Here are some records; quote them exactly, leaving out the pictures.
--- MATERIAL SHOWN ---
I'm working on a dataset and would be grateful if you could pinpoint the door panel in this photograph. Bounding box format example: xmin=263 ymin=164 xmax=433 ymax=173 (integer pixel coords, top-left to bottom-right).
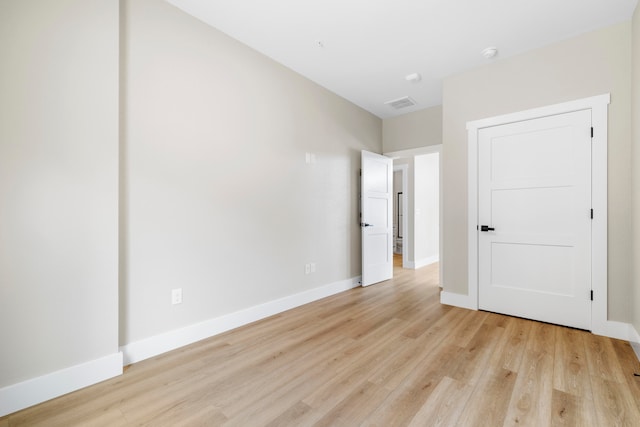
xmin=478 ymin=110 xmax=591 ymax=329
xmin=360 ymin=151 xmax=393 ymax=286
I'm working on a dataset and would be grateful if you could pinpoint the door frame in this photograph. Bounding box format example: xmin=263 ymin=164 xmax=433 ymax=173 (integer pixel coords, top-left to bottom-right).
xmin=465 ymin=94 xmax=608 ymax=336
xmin=393 ymin=165 xmax=409 ymax=268
xmin=382 ymin=144 xmax=442 ymax=286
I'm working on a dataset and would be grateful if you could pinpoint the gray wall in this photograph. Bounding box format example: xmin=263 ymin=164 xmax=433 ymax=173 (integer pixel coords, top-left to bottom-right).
xmin=441 ymin=22 xmax=631 ymax=322
xmin=120 ymin=0 xmax=382 ymax=345
xmin=631 ymin=6 xmax=640 ymax=332
xmin=382 ymin=105 xmax=442 ymax=153
xmin=0 ymin=0 xmax=118 ymax=387
xmin=413 ymin=153 xmax=440 ymax=263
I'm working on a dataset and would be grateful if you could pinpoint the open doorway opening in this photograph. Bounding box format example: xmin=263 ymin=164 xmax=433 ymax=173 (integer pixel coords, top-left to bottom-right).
xmin=385 ymin=145 xmax=442 ymax=280
xmin=393 ymin=164 xmax=410 ymax=268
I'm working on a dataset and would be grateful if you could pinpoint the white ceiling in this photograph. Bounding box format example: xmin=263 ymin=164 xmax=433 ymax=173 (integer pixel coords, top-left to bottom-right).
xmin=167 ymin=0 xmax=638 ymax=118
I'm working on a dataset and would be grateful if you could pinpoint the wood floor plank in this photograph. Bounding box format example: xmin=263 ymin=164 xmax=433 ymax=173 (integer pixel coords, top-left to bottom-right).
xmin=458 ymin=366 xmax=517 ymax=426
xmin=591 ymin=376 xmax=640 ymax=427
xmin=505 ymin=323 xmax=556 ymax=426
xmin=584 ymin=334 xmax=625 ymax=382
xmin=551 ymin=389 xmax=598 ymax=427
xmin=553 ymin=328 xmax=593 ymax=400
xmin=408 ymin=377 xmax=473 ymax=427
xmin=363 ymin=343 xmax=463 ymax=426
xmin=0 ymin=264 xmax=640 ymax=427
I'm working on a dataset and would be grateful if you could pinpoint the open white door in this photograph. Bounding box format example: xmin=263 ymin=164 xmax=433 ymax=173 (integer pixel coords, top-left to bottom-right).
xmin=360 ymin=151 xmax=393 ymax=286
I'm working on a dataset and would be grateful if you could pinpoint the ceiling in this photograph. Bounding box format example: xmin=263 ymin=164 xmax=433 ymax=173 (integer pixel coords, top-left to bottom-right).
xmin=167 ymin=0 xmax=638 ymax=118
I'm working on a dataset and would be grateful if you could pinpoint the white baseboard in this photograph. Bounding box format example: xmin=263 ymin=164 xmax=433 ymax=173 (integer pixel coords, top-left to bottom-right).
xmin=591 ymin=320 xmax=631 ymax=341
xmin=0 ymin=353 xmax=122 ymax=417
xmin=440 ymin=291 xmax=478 ymax=310
xmin=120 ymin=277 xmax=360 ymax=365
xmin=407 ymin=255 xmax=440 ymax=270
xmin=629 ymin=325 xmax=640 ymax=362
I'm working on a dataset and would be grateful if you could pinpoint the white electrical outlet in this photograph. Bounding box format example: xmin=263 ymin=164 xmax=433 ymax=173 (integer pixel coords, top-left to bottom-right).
xmin=171 ymin=288 xmax=182 ymax=305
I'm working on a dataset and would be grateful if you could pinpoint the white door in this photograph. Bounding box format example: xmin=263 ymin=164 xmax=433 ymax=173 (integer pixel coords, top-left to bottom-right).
xmin=478 ymin=110 xmax=591 ymax=329
xmin=360 ymin=151 xmax=393 ymax=286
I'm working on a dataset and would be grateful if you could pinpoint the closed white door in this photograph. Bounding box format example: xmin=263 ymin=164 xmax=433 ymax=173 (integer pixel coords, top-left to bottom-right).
xmin=360 ymin=151 xmax=393 ymax=286
xmin=478 ymin=110 xmax=591 ymax=329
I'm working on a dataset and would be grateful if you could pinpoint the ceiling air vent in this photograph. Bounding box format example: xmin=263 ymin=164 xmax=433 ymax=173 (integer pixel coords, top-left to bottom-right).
xmin=384 ymin=96 xmax=417 ymax=110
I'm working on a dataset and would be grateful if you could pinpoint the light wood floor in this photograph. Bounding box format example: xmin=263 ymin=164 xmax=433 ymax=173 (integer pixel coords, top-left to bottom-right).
xmin=0 ymin=260 xmax=640 ymax=427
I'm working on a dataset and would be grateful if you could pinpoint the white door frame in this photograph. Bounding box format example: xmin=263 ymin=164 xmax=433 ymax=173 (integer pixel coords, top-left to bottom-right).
xmin=393 ymin=165 xmax=409 ymax=268
xmin=383 ymin=144 xmax=444 ymax=287
xmin=464 ymin=94 xmax=608 ymax=336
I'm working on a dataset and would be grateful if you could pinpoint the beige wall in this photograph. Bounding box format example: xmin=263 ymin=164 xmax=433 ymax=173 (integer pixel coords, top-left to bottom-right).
xmin=120 ymin=0 xmax=382 ymax=344
xmin=441 ymin=22 xmax=631 ymax=321
xmin=631 ymin=6 xmax=640 ymax=332
xmin=413 ymin=153 xmax=440 ymax=265
xmin=382 ymin=105 xmax=442 ymax=153
xmin=0 ymin=0 xmax=118 ymax=388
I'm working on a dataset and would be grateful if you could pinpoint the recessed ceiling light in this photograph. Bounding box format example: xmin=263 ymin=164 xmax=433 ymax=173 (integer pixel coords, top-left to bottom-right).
---
* [EXPECTED ANSWER]:
I'm working on a dataset and would be grateful if you could pinpoint the door panel in this photograph. Bounding box format example: xmin=263 ymin=164 xmax=433 ymax=173 (integer pixel coords, top-left to bottom-right).
xmin=478 ymin=110 xmax=591 ymax=329
xmin=360 ymin=151 xmax=393 ymax=286
I'm working on a dataset and would be grateful if you could pinpoint the door frame in this photograph. Bounding box format example: xmin=263 ymin=164 xmax=433 ymax=173 (integer pixel coords, top-left to bottom-right).
xmin=465 ymin=94 xmax=608 ymax=336
xmin=393 ymin=165 xmax=409 ymax=268
xmin=382 ymin=144 xmax=442 ymax=286
I'm working on a dataset and would be grateful if you could pinpoint the gray wall in this photograph. Bounding box format example: xmin=263 ymin=164 xmax=433 ymax=173 (integer pixel coords, top-left to bottom-right).
xmin=441 ymin=22 xmax=631 ymax=322
xmin=120 ymin=0 xmax=382 ymax=345
xmin=631 ymin=6 xmax=640 ymax=332
xmin=382 ymin=105 xmax=442 ymax=153
xmin=0 ymin=0 xmax=118 ymax=387
xmin=413 ymin=153 xmax=440 ymax=263
I'm working on a dataset and would be grateful if you could pinpoint the open doorway opening in this photograph. Bounding box format example: xmin=263 ymin=164 xmax=433 ymax=173 (integer pixel coords, top-left to bottom-right).
xmin=385 ymin=145 xmax=442 ymax=280
xmin=393 ymin=164 xmax=410 ymax=268
I'm working on a dataset and would be grateful if you could pinpoint the white ceiling in this photograph. Bounding box format example: xmin=263 ymin=164 xmax=433 ymax=173 (integer pixel coords, top-left to bottom-right).
xmin=167 ymin=0 xmax=638 ymax=118
I'm working on a dataset and would be grateful if you could pinpoint the wood floor plank in this photograph. Bounding box format example: xmin=263 ymin=164 xmax=433 ymax=173 (integer pixel coords, top-left to bottom-right).
xmin=458 ymin=366 xmax=517 ymax=426
xmin=591 ymin=376 xmax=640 ymax=427
xmin=505 ymin=323 xmax=556 ymax=426
xmin=584 ymin=334 xmax=625 ymax=382
xmin=551 ymin=389 xmax=598 ymax=427
xmin=553 ymin=328 xmax=593 ymax=400
xmin=408 ymin=377 xmax=473 ymax=427
xmin=363 ymin=343 xmax=463 ymax=426
xmin=0 ymin=264 xmax=640 ymax=427
I'm working on a dataset and would be grateful if you could pinpoint the open white door in this photograph. Bounding box format example: xmin=263 ymin=164 xmax=433 ymax=173 (integer pixel coords, top-left to bottom-right).
xmin=360 ymin=151 xmax=393 ymax=286
I'm working on a dataset and would be grateful if you could pinpoint the ceiling in this photograph. Bounding box format example: xmin=263 ymin=164 xmax=433 ymax=173 (integer pixel coords, top-left to bottom-right).
xmin=167 ymin=0 xmax=638 ymax=118
I'm working on a dataset and would be grateful if you could pinpoint the white baseboard in this photograph. Bounding box format example: xmin=263 ymin=164 xmax=433 ymax=173 (integer pixel coords, top-left to bottom-right).
xmin=591 ymin=320 xmax=631 ymax=341
xmin=0 ymin=353 xmax=122 ymax=417
xmin=440 ymin=291 xmax=478 ymax=310
xmin=120 ymin=277 xmax=360 ymax=365
xmin=407 ymin=255 xmax=440 ymax=270
xmin=629 ymin=325 xmax=640 ymax=362
I'm working on a dataset and would be grateful if you could pinpoint the white electrical outlet in this photograph. Bounding box format example: xmin=263 ymin=164 xmax=433 ymax=173 (integer pixel coords, top-left to bottom-right).
xmin=171 ymin=288 xmax=182 ymax=305
I'm working on a dataset and would be grateful if you could pinpoint the white door in this photograph. Bounding box format example: xmin=263 ymin=164 xmax=433 ymax=173 (integer pixel coords, top-left to bottom-right).
xmin=478 ymin=110 xmax=591 ymax=329
xmin=360 ymin=151 xmax=393 ymax=286
I'm working on a dataset and would be grateful if you could pinpoint the closed white door in this photograph. Bounding box format example: xmin=263 ymin=164 xmax=433 ymax=173 (integer pixel coords, top-left to bottom-right).
xmin=360 ymin=151 xmax=393 ymax=286
xmin=478 ymin=110 xmax=591 ymax=329
I'm working on a dataset and would be grateful if you could pinpoint the ceiling air vent in this photograph. Bounding box format example: xmin=263 ymin=164 xmax=433 ymax=173 (integer pixel coords, top-left to bottom-right).
xmin=384 ymin=96 xmax=417 ymax=110
I'm working on a dataset and would be grateful if you could pinpoint the light wood floor in this photograph. Bounding box format example: xmin=263 ymin=164 xmax=433 ymax=173 (integer pixel coords, top-left to bottom-right).
xmin=0 ymin=260 xmax=640 ymax=427
I'm working on a dataset and would be grateful if you could pinpoint the white door frame in this photograph. Bounding box format example: xmin=263 ymin=164 xmax=433 ymax=173 (integer pixel coords, top-left to bottom-right).
xmin=393 ymin=165 xmax=409 ymax=268
xmin=383 ymin=144 xmax=444 ymax=287
xmin=464 ymin=94 xmax=608 ymax=336
I'm working on a dataset and would be grateful if you could pinpoint the beige wall in this photograph. Bounding box format example: xmin=263 ymin=164 xmax=433 ymax=173 (integer pixel coords, top-left to bottom-right).
xmin=120 ymin=0 xmax=382 ymax=344
xmin=441 ymin=22 xmax=631 ymax=321
xmin=631 ymin=6 xmax=640 ymax=332
xmin=413 ymin=153 xmax=440 ymax=265
xmin=382 ymin=105 xmax=442 ymax=153
xmin=0 ymin=0 xmax=118 ymax=388
I'm working on a dataset and would be grateful if you could pinpoint the recessed ceiling light in this photograph. Bounding box format example: xmin=263 ymin=164 xmax=433 ymax=173 (integer pixel coords, top-left to bottom-right).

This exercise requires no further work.